» **Raw data**:
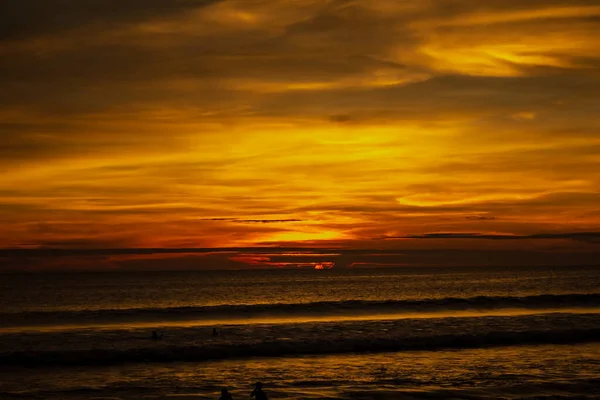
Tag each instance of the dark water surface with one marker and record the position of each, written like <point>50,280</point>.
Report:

--

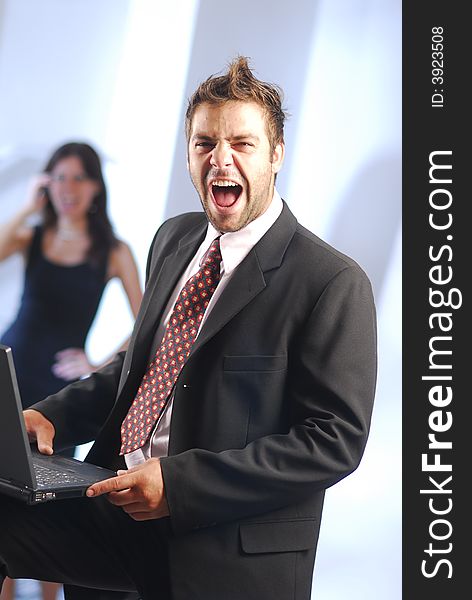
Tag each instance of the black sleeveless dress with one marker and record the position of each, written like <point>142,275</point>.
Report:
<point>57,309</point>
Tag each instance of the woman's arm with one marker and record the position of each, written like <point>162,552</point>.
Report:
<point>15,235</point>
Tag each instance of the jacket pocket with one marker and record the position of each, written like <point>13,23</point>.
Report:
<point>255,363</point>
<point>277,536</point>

» **Required action**: Search the listing above for the string "marker" and copy each line that has it.

» **Result of the task**:
Tag each instance of the dark water surface with one marker and record the position of each, written like <point>50,280</point>.
Tag each instance of the black sleeveless dress with one marker and record the position of each, written like <point>142,275</point>.
Tag each instance of the woman's arm with one marker and record the position of each, written like <point>162,552</point>.
Tag each instance of the jacket pocket with one marker and record the position of each, written like <point>13,23</point>.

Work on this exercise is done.